___ Dataset excerpts

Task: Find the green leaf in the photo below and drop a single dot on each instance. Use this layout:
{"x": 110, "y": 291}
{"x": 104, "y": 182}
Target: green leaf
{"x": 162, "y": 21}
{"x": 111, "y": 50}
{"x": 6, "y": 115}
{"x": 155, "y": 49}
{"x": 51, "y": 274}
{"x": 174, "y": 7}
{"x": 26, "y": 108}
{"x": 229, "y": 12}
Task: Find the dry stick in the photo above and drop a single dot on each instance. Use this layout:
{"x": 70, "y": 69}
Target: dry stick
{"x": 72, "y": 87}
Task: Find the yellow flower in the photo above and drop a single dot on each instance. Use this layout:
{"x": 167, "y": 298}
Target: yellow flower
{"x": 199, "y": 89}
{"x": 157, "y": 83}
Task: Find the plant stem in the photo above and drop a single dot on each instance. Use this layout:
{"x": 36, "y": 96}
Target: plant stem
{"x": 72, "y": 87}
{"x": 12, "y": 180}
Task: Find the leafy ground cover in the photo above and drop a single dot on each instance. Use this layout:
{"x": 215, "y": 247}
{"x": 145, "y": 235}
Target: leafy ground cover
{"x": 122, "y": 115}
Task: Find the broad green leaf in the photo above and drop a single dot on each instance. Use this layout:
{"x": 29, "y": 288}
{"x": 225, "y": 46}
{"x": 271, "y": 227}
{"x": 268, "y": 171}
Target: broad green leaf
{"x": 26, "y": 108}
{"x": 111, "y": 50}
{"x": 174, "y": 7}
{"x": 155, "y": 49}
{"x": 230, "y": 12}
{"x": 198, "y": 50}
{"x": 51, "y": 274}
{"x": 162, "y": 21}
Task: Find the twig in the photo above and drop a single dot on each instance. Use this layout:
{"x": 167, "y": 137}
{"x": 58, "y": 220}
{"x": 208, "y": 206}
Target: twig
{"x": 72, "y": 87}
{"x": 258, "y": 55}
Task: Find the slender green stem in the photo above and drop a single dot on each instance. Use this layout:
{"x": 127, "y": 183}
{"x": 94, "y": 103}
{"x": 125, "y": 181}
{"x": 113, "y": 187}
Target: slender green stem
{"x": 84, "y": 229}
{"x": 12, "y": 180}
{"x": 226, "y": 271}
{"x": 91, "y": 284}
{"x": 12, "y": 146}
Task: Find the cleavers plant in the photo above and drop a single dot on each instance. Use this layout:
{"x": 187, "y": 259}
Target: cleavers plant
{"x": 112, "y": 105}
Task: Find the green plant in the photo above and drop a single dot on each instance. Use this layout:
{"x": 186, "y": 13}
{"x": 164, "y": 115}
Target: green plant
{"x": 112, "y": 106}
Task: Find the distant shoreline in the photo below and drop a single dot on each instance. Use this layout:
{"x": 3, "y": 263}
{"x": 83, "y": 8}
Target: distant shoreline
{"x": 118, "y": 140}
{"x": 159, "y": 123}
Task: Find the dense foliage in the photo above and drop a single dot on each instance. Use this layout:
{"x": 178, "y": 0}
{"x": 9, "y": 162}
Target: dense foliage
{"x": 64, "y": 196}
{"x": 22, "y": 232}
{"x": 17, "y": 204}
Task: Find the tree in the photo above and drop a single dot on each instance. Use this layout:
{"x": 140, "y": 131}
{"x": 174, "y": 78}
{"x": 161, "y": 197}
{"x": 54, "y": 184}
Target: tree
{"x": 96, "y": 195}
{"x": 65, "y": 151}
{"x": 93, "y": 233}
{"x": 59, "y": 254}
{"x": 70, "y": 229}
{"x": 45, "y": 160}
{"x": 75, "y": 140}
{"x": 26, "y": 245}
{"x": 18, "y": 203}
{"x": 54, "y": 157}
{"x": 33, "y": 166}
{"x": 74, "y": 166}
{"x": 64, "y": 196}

______

[About this task]:
Would you restate the records word for word?

[Exercise solution]:
Task: Find the green leaf in the photo below and drop a single dot on each instance. Use this layout:
{"x": 110, "y": 291}
{"x": 104, "y": 182}
Target: green leaf
{"x": 162, "y": 21}
{"x": 111, "y": 50}
{"x": 6, "y": 115}
{"x": 155, "y": 49}
{"x": 51, "y": 274}
{"x": 174, "y": 7}
{"x": 26, "y": 108}
{"x": 229, "y": 12}
Task: Find the dry stick in the photo above and drop a single dot on each instance. Use this layout:
{"x": 70, "y": 69}
Target: dry stick
{"x": 72, "y": 87}
Task: Find the yellow flower in the photo above and drop a single dot on each instance. Use this layout:
{"x": 167, "y": 298}
Target: yellow flower
{"x": 199, "y": 89}
{"x": 157, "y": 83}
Task: Find the plant stem in the photo above and drop a single dot on each instance. Use this layout:
{"x": 36, "y": 96}
Target: plant stem
{"x": 72, "y": 87}
{"x": 12, "y": 180}
Task: Find the leafy ground cover in the photo above and drop a single dot on each instance. Use this layout:
{"x": 215, "y": 247}
{"x": 145, "y": 235}
Target: leafy ground cover
{"x": 122, "y": 115}
Task: Find the broad green leaf in the photo above and drop a single dot on each instance. Use this layout:
{"x": 29, "y": 288}
{"x": 225, "y": 46}
{"x": 271, "y": 227}
{"x": 268, "y": 171}
Target: broad green leaf
{"x": 26, "y": 108}
{"x": 111, "y": 50}
{"x": 174, "y": 7}
{"x": 155, "y": 49}
{"x": 230, "y": 12}
{"x": 198, "y": 50}
{"x": 51, "y": 274}
{"x": 162, "y": 21}
Task: Find the twig in the photo above and drop a single dot on each instance. Use this layout:
{"x": 167, "y": 137}
{"x": 58, "y": 220}
{"x": 208, "y": 206}
Target: twig
{"x": 72, "y": 87}
{"x": 258, "y": 55}
Task: Find the slender green stem in the photo above and drop a single dot on each instance. Use this layout:
{"x": 127, "y": 183}
{"x": 94, "y": 103}
{"x": 125, "y": 181}
{"x": 113, "y": 187}
Target: slender green stem
{"x": 84, "y": 229}
{"x": 12, "y": 180}
{"x": 226, "y": 271}
{"x": 91, "y": 284}
{"x": 12, "y": 146}
Task: Find the cleavers plant in the photo above and drop a single dot on each instance. Use this layout:
{"x": 187, "y": 259}
Target: cleavers plant
{"x": 112, "y": 105}
Task: Find the green plant in the photo above and drop a single dot on each instance. Use this layout:
{"x": 186, "y": 13}
{"x": 164, "y": 115}
Target: green plant
{"x": 112, "y": 106}
Task: Find the distant shoreline in the photo below and drop a single dot on each instance. Use this layout:
{"x": 3, "y": 263}
{"x": 83, "y": 8}
Target: distant shoreline
{"x": 118, "y": 140}
{"x": 159, "y": 123}
Task: Find the dense foliage in the photo above and drop a single dot on each instance. Use this layout:
{"x": 178, "y": 0}
{"x": 9, "y": 162}
Target: dense foliage
{"x": 64, "y": 196}
{"x": 22, "y": 232}
{"x": 17, "y": 204}
Task: Find the tree in the photo above and drop a single dot on each instance. Use this layout:
{"x": 140, "y": 131}
{"x": 174, "y": 78}
{"x": 161, "y": 197}
{"x": 54, "y": 184}
Target: tree
{"x": 96, "y": 195}
{"x": 65, "y": 151}
{"x": 93, "y": 233}
{"x": 59, "y": 254}
{"x": 70, "y": 229}
{"x": 45, "y": 160}
{"x": 75, "y": 140}
{"x": 26, "y": 245}
{"x": 18, "y": 203}
{"x": 54, "y": 157}
{"x": 33, "y": 166}
{"x": 74, "y": 166}
{"x": 64, "y": 196}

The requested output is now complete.